**WHAT TO DO**
Where a line of the listing below includes the word "detect", reproduce that line.

[[ EXTRACTED DATA open ]]

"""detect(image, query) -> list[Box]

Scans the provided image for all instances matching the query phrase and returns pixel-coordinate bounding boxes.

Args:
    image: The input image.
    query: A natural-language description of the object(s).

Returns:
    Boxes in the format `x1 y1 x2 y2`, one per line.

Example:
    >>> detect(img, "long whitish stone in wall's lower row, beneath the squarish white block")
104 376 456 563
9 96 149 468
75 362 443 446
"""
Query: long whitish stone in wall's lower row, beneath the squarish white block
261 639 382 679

[[ EXTRACTED DATA closed ]]

**YOUR SOLUTION**
"""detect(image, query) -> list[Box]
    >>> detect(img, "long whitish stone in wall's lower row, beneath the squarish white block")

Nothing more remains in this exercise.